Task details:
Set down, character for character, everything in the records below from the line holding "Query: dark jacket" down to the line holding "<point>293,40</point>", and no other line.

Working data:

== Segment start ==

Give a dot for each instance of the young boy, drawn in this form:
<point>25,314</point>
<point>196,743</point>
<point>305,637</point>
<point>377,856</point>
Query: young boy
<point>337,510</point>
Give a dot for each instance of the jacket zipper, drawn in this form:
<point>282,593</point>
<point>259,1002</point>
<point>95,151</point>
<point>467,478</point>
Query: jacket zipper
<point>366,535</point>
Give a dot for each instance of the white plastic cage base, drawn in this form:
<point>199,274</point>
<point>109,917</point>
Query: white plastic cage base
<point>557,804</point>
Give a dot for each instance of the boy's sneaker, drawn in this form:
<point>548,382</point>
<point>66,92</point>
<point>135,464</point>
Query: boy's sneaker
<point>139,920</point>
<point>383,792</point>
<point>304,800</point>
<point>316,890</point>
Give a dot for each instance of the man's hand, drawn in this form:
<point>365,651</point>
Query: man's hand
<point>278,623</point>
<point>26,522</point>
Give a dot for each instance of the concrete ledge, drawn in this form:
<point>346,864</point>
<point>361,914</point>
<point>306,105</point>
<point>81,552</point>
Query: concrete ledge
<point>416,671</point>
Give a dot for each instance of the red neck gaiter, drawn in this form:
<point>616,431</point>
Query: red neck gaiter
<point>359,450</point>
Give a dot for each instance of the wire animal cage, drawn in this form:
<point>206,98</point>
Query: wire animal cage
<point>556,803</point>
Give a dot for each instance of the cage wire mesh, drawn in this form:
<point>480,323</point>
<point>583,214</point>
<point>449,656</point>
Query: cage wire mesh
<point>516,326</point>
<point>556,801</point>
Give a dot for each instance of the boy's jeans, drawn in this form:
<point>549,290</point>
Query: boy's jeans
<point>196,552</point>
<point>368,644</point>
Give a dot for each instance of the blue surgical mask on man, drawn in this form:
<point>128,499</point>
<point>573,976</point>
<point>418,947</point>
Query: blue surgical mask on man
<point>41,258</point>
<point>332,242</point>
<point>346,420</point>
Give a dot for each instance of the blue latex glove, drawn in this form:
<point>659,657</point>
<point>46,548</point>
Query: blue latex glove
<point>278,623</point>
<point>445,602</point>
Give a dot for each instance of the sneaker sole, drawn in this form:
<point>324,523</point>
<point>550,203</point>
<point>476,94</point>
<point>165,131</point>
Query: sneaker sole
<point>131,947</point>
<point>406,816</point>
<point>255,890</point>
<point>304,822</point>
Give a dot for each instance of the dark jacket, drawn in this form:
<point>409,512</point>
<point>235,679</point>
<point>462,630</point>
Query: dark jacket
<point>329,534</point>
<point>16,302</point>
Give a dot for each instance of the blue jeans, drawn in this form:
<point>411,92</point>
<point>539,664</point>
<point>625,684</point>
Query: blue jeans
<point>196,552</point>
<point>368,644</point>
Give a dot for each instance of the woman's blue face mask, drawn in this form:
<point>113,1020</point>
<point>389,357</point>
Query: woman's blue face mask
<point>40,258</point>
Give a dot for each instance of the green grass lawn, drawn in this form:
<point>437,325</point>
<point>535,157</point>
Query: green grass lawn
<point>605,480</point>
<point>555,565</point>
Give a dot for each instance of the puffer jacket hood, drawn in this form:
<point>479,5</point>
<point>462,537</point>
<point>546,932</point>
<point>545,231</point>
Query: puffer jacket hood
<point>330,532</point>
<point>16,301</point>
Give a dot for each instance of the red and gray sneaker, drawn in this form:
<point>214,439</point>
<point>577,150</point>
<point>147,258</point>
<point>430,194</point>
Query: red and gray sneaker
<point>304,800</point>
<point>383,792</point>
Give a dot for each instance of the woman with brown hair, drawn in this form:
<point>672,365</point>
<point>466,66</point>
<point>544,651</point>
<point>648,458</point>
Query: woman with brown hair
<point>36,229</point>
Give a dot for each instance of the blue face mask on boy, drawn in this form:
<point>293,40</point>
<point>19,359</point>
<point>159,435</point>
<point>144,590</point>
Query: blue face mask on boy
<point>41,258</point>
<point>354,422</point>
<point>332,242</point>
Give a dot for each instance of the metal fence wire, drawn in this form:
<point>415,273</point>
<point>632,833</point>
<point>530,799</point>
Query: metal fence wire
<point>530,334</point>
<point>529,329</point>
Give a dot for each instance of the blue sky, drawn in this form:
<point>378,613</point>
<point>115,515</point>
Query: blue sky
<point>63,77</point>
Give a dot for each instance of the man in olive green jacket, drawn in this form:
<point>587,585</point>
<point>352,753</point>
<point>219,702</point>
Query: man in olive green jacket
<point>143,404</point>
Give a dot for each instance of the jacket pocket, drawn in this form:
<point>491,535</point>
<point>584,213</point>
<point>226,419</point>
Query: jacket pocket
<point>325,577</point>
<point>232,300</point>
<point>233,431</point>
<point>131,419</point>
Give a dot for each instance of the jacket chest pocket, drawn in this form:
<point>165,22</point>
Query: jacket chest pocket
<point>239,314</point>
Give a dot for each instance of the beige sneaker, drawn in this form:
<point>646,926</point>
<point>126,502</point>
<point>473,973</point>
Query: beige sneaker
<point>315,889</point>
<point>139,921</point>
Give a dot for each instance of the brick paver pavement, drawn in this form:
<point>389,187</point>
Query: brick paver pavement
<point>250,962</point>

== Segment end ==

Solution:
Query: dark jacket
<point>329,534</point>
<point>16,302</point>
Give a dot for each instance of the blue jeans, drawn in this form:
<point>411,92</point>
<point>539,664</point>
<point>625,684</point>
Query: blue jeans
<point>196,552</point>
<point>368,644</point>
Give a dot for each instance of the woman's blue face mask, drawn in this form:
<point>113,1020</point>
<point>389,357</point>
Query: woman's blue face mask
<point>40,258</point>
Give a dot for each instance of the green grass lawn, drawn in this form:
<point>437,325</point>
<point>535,157</point>
Query: green grass lawn
<point>605,480</point>
<point>555,565</point>
Give a dot for each instance of the puffer jacket hood, drawn in this form:
<point>479,5</point>
<point>462,537</point>
<point>546,932</point>
<point>545,231</point>
Query: puffer jacket hood
<point>330,532</point>
<point>16,301</point>
Give a dot for each instance of the red and gray sneaker, drawn in this form:
<point>214,439</point>
<point>577,150</point>
<point>147,258</point>
<point>430,194</point>
Query: red and gray sneaker
<point>304,800</point>
<point>383,792</point>
Give a dot for each instance of the woman with brown hair, drawn in this form:
<point>672,365</point>
<point>466,66</point>
<point>544,651</point>
<point>648,458</point>
Query: woman with brown hair
<point>36,229</point>
Give a dot for each instance of the blue face mask on boy, drawn in this form:
<point>293,40</point>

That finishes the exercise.